Input for this task section start

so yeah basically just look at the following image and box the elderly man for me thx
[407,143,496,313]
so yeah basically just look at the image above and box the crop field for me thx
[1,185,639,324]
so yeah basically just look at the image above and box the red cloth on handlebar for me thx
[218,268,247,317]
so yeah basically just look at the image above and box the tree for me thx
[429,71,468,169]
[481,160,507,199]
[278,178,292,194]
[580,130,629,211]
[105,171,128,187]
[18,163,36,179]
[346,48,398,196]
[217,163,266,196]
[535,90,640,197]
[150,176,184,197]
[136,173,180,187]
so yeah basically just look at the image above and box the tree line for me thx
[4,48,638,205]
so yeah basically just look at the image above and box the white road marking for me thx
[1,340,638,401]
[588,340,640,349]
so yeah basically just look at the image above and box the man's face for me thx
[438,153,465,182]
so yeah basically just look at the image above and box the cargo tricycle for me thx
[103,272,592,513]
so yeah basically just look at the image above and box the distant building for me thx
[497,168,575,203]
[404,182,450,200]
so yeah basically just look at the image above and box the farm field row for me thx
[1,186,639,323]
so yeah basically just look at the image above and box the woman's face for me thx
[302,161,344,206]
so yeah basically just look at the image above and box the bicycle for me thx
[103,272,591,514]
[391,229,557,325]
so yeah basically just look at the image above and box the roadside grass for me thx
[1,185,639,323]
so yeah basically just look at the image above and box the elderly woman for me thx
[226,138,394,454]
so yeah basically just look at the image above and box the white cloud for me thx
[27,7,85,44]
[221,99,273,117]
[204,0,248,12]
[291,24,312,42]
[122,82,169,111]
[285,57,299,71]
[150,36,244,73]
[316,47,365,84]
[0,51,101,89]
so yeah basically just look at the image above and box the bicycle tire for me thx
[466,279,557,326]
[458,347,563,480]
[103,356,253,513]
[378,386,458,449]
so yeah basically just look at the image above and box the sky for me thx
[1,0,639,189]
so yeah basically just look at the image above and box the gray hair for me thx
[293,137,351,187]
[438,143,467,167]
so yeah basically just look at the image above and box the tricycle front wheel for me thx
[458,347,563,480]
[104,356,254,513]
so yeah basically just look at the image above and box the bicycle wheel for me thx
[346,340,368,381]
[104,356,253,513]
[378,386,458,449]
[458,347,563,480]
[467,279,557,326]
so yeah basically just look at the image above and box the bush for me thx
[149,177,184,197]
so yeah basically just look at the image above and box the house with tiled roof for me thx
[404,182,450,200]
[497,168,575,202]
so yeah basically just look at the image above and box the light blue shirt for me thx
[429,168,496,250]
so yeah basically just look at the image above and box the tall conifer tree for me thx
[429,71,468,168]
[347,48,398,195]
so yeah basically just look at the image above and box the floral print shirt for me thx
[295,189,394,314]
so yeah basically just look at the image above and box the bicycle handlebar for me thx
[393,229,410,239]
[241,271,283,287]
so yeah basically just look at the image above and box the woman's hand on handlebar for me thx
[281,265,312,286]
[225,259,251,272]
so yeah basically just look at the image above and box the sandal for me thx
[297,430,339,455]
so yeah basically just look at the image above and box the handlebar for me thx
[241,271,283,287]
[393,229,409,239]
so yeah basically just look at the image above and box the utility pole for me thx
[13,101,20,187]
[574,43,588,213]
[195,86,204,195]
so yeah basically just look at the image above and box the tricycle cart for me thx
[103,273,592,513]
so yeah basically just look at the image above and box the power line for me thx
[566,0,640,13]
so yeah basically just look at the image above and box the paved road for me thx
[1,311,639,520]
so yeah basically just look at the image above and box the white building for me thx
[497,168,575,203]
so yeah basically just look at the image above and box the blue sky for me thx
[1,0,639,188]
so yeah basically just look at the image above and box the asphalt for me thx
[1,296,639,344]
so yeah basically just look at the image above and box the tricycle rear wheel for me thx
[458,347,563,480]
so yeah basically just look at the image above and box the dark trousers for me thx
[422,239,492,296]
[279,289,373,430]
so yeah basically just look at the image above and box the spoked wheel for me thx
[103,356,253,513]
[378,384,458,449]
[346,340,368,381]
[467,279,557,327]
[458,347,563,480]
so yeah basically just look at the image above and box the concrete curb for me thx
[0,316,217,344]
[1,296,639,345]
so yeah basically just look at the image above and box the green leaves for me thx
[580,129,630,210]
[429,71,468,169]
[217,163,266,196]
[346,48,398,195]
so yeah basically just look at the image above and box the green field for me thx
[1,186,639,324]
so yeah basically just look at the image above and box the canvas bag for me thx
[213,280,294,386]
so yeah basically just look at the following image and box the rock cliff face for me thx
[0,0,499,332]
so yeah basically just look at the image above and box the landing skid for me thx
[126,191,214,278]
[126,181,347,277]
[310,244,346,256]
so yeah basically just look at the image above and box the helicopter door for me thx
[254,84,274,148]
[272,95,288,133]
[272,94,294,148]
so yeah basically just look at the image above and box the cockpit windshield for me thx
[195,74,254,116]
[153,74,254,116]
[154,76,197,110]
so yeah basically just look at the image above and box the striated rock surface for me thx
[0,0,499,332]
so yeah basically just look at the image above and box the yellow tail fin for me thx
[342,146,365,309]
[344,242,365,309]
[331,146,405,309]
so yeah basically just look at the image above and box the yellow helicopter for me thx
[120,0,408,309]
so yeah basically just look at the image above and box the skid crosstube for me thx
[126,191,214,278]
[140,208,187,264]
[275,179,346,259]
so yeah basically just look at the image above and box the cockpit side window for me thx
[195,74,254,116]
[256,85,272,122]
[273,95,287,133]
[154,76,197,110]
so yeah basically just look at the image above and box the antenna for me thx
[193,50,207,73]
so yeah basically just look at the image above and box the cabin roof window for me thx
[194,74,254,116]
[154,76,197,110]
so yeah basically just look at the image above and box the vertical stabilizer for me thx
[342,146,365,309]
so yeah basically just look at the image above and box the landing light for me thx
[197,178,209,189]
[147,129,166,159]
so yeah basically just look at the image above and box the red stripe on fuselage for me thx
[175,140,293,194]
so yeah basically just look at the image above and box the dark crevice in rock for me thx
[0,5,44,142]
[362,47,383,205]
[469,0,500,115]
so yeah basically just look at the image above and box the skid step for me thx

Input for this task section end

Task requirements
Transcribe each line of the listing exactly.

Answer section
so yeah basically just look at the following image and box the elderly man for me thx
[407,143,496,313]
so yeah basically just look at the image above and box the crop field for me thx
[1,185,639,324]
so yeah basically just look at the image above and box the red cloth on handlebar for me thx
[218,268,247,317]
so yeah basically just look at the image above and box the tree for me thx
[429,71,468,169]
[481,160,507,199]
[278,178,292,194]
[580,130,629,211]
[105,171,128,187]
[18,163,36,179]
[346,48,398,196]
[217,163,266,196]
[535,90,640,197]
[150,176,184,197]
[136,173,180,187]
so yeah basically just look at the image above and box the tree line for me thx
[4,48,638,205]
so yeah basically just look at the image above and box the white road marking for me thx
[1,340,638,401]
[588,340,640,349]
so yeah basically just look at the image above and box the man's face for me thx
[438,153,465,182]
so yeah basically just look at the image above and box the cargo tricycle for me thx
[103,272,592,513]
so yeah basically just look at the image above and box the distant building for me thx
[497,168,575,203]
[404,182,450,200]
so yeah basically just look at the image above and box the farm field row for me thx
[1,186,639,323]
so yeah basically just look at the image above and box the woman's face for me thx
[302,161,344,206]
so yeah basically just look at the image above and box the bicycle for me thx
[103,272,591,514]
[391,229,557,325]
so yeah basically just look at the image above and box the roadside grass for me thx
[1,185,639,323]
so yeah basically just look at the image above and box the elderly woman for me thx
[226,138,394,454]
so yeah basically just look at the image above and box the white cloud for me thx
[27,7,85,44]
[221,99,273,117]
[204,0,248,12]
[291,24,312,42]
[122,82,169,111]
[285,57,299,71]
[150,36,244,73]
[316,47,365,84]
[0,51,101,89]
so yeah basically just look at the image above and box the bicycle tire for me thx
[466,279,557,326]
[458,347,563,480]
[103,356,253,513]
[378,386,458,449]
so yeah basically just look at the image above and box the sky for me thx
[1,0,639,189]
so yeah basically just look at the image above and box the gray hair for me thx
[293,137,351,187]
[438,143,467,167]
so yeah basically just look at the image above and box the tricycle front wheel for me thx
[458,347,563,480]
[104,356,254,513]
so yeah basically just look at the image above and box the bicycle wheel for me thx
[346,340,368,381]
[104,356,253,513]
[378,386,458,449]
[458,347,563,480]
[467,279,557,326]
so yeah basically just look at the image above and box the bush for me thx
[149,177,184,197]
so yeah basically just look at the image above and box the house with tiled roof for me thx
[404,182,450,200]
[497,168,575,202]
so yeah basically just look at the image above and box the light blue shirt for me thx
[429,168,496,250]
so yeah basically just look at the image above and box the tall conifer tree for me thx
[429,71,468,168]
[347,48,398,195]
so yeah basically just look at the image above and box the floral print shirt for me thx
[295,189,394,314]
so yeah basically just look at the image above and box the bicycle handlebar for me thx
[393,229,410,239]
[241,271,283,287]
so yeah basically just look at the image above and box the woman's hand on handlebar for me thx
[281,265,312,286]
[225,259,251,272]
so yeah basically just look at the image above and box the sandal for me thx
[297,430,339,455]
so yeah basically just look at the image above and box the handlebar for me thx
[241,271,283,287]
[393,229,409,239]
so yeah basically just look at the image above and box the utility pole for me thx
[13,101,20,187]
[574,43,588,213]
[195,86,204,195]
so yeah basically just look at the image above and box the tricycle cart for me thx
[103,273,592,513]
so yeah basically just look at the image above and box the power line for me thx
[566,0,640,13]
so yeah basically just look at the image above and box the paved road for me thx
[1,311,639,520]
so yeah basically just look at the image above and box the white building for me thx
[497,168,575,203]
so yeah basically just look at the image above and box the blue sky for me thx
[1,0,639,188]
so yeah basically just look at the image above and box the asphalt for me thx
[1,296,639,344]
so yeah basically just look at the image above and box the tricycle rear wheel for me thx
[458,347,563,480]
so yeah basically just look at the image above and box the dark trousers for me thx
[422,239,492,296]
[279,289,373,430]
so yeah basically just look at the image above and box the spoked wheel for me thx
[103,356,253,513]
[378,384,458,449]
[346,340,368,381]
[467,279,557,327]
[458,347,563,480]
so yeah basically just look at the image above and box the concrete curb for me thx
[0,316,217,344]
[1,296,639,345]
so yeah basically just look at the image above and box the green leaves for me thx
[580,129,630,210]
[429,71,468,169]
[217,163,266,196]
[346,48,398,195]
so yeah basically just look at the image above and box the green field for me thx
[1,186,639,324]
so yeah basically just look at the image above and box the canvas bag for me thx
[213,280,294,386]
so yeah basically just look at the following image and box the rock cliff face for me thx
[0,0,499,332]
so yeah basically just look at the image above and box the landing skid for me thx
[126,191,214,278]
[126,181,347,277]
[310,244,346,256]
so yeah basically just look at the image above and box the helicopter door for me thx
[254,84,274,148]
[272,95,288,133]
[272,94,294,148]
so yeah basically just look at the image above and box the cockpit windshield for me thx
[195,74,254,116]
[153,74,254,116]
[154,76,197,110]
so yeah basically just look at the image above and box the striated rock surface for me thx
[0,0,499,332]
so yeah basically just look at the image above and box the yellow tail fin for me thx
[342,146,365,309]
[344,242,365,309]
[331,146,405,309]
so yeah basically just look at the image above and box the yellow helicopter for me thx
[120,0,408,309]
so yeah basically just look at the image above and box the skid crosstube for me thx
[126,191,214,278]
[140,208,187,264]
[275,179,346,259]
so yeah basically just look at the image above and box the cockpit side window for me thx
[195,74,254,116]
[256,85,272,122]
[273,95,287,133]
[154,76,197,110]
so yeah basically just look at the image above and box the antenna for me thx
[193,50,207,73]
so yeah basically just look at the image above and box the cabin roof window for me thx
[194,74,254,116]
[154,76,197,110]
so yeah basically just look at the image above and box the vertical stabilizer for me thx
[342,146,365,309]
so yeah basically just look at the image above and box the landing light for me thx
[197,178,209,189]
[147,129,166,159]
so yeah basically just look at the image above and box the red stripe on fuselage for me thx
[175,140,293,194]
so yeah basically just look at the image above and box the dark crevice in rock for me thx
[0,5,44,142]
[362,47,383,205]
[469,0,500,115]
so yeah basically just look at the image above and box the skid step for me thx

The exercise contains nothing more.